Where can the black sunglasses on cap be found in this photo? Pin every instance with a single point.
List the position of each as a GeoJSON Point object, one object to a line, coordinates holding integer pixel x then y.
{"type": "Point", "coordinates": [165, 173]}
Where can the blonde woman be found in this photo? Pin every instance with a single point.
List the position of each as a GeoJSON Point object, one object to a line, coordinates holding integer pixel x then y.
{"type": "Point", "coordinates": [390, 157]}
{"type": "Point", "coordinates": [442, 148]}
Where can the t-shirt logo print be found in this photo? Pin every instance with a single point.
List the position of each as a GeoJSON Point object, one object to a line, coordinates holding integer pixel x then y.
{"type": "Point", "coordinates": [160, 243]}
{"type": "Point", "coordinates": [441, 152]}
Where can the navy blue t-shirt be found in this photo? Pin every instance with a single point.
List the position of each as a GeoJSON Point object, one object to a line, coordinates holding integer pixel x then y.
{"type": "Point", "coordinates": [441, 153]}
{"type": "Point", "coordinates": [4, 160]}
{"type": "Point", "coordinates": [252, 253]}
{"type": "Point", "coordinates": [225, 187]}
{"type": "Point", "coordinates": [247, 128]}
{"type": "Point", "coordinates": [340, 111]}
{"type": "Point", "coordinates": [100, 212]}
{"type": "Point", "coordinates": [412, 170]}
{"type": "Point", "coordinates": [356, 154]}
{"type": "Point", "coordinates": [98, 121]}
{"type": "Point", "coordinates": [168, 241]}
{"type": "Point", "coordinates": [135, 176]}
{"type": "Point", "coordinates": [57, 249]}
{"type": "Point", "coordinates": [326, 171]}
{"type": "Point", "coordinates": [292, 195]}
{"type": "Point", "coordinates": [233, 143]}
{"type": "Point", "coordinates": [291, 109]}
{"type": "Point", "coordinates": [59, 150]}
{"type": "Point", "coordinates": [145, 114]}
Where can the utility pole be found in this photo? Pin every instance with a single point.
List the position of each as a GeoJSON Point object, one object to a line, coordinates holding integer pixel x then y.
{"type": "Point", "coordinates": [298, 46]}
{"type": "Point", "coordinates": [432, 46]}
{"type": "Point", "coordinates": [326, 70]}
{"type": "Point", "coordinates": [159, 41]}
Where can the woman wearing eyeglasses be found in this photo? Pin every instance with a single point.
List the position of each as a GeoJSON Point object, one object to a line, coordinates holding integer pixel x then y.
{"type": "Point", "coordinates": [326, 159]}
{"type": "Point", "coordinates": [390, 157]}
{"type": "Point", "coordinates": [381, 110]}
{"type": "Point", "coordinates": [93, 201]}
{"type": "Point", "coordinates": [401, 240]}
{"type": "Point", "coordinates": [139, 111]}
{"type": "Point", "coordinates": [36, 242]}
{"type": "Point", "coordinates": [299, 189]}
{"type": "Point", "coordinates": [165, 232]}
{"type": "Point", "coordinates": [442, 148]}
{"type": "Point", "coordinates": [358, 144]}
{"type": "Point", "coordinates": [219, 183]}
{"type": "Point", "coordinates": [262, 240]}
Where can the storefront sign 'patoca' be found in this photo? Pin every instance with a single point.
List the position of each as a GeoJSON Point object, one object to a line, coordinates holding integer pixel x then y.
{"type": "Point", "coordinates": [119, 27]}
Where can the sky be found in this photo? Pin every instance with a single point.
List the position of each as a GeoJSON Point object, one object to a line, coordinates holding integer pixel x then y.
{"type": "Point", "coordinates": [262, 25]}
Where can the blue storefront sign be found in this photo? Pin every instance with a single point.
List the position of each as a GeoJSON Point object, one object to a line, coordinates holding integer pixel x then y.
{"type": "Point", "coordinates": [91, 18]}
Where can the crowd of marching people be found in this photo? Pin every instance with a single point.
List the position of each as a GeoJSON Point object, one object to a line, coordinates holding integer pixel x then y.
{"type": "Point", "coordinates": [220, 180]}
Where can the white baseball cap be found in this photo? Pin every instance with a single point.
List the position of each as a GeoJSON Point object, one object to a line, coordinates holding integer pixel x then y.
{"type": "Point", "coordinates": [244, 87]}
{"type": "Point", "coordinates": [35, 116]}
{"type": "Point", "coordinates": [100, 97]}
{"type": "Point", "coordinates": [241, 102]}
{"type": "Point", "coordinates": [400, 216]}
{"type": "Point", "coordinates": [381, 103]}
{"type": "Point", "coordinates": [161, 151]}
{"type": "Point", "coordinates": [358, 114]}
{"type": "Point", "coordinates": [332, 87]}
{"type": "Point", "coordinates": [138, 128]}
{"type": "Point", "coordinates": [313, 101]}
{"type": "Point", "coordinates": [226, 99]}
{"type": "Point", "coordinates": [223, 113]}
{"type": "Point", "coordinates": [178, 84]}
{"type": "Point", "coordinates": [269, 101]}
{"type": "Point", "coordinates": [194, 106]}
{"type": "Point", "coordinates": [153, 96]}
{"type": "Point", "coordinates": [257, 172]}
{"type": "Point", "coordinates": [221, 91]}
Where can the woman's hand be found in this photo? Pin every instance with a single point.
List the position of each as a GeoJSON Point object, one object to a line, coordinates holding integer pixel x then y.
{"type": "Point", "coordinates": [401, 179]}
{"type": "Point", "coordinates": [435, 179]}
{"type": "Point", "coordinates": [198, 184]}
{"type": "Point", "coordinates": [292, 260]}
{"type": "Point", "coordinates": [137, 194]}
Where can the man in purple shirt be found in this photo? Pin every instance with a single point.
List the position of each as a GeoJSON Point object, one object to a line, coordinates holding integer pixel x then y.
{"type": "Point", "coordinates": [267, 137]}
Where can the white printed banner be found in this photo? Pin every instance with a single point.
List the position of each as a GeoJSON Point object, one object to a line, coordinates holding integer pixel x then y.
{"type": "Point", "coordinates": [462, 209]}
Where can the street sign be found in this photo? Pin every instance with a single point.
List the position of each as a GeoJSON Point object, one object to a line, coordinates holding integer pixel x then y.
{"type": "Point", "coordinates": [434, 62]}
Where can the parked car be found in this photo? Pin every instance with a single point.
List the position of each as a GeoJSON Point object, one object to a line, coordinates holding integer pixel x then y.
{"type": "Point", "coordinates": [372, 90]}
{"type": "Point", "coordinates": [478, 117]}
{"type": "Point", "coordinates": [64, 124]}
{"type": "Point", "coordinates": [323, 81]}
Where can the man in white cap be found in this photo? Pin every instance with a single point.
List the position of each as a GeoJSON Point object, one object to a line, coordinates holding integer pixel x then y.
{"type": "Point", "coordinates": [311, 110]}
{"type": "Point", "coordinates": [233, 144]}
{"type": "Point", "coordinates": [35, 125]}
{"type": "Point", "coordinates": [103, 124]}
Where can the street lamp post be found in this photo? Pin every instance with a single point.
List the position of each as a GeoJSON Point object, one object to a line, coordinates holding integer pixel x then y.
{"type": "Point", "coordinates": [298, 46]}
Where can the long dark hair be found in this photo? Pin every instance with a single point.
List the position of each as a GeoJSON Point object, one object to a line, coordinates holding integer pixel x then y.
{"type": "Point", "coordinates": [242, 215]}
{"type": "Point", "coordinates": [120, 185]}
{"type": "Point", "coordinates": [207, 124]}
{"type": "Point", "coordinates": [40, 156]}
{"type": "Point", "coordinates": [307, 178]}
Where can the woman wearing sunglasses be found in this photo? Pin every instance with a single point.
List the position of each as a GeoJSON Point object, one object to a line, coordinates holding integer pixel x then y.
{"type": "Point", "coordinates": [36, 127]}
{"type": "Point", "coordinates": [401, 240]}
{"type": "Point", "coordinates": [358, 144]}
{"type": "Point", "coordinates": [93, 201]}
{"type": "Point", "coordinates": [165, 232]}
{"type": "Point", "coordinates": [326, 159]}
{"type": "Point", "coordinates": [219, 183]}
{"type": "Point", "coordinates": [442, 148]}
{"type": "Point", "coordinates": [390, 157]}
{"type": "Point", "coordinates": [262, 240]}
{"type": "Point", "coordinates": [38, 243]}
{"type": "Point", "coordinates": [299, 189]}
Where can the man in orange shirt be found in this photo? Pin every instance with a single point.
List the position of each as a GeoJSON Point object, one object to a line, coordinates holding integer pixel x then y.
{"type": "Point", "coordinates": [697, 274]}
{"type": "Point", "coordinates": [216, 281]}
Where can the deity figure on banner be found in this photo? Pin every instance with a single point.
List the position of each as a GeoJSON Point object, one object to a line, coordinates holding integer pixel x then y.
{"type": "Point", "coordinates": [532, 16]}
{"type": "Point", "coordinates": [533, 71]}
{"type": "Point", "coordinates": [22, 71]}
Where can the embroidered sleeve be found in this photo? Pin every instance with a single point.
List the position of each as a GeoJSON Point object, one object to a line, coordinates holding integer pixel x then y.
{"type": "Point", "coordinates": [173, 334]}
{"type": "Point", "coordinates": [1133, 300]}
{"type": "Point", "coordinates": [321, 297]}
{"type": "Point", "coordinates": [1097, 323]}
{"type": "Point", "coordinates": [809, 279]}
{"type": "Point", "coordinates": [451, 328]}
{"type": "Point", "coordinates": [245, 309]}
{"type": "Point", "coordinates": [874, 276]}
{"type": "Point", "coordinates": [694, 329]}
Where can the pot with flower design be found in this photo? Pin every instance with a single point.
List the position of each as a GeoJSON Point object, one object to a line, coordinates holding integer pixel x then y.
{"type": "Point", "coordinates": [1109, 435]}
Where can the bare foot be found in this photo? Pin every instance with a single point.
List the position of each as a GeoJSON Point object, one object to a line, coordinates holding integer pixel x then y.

..............................

Starting from the line with "Where can the embroidered" and ending with the final line of the data, quote every line exactly, both ends included.

» **WRITTEN ANSWER**
Where can the embroidered sleeve be found in this photo? Pin every instance with a single point.
List the position of each as a GeoJSON Point object, one object to a line, coordinates holding integer pixel x then y.
{"type": "Point", "coordinates": [173, 334]}
{"type": "Point", "coordinates": [1133, 300]}
{"type": "Point", "coordinates": [321, 297]}
{"type": "Point", "coordinates": [1097, 323]}
{"type": "Point", "coordinates": [809, 279]}
{"type": "Point", "coordinates": [451, 328]}
{"type": "Point", "coordinates": [245, 309]}
{"type": "Point", "coordinates": [874, 276]}
{"type": "Point", "coordinates": [694, 329]}
Where can the pot with flower design be found in this photo? Pin every instance with a single point.
List the position of each as a GeoJSON Point object, one object to a line, coordinates holding integer pixel x then y.
{"type": "Point", "coordinates": [1109, 435]}
Where can the bare foot be found in this photo? Pin every instance with a single point.
List the position of each as a GeoJSON Point object, one object to a line, coordinates holding integer pixel x then y.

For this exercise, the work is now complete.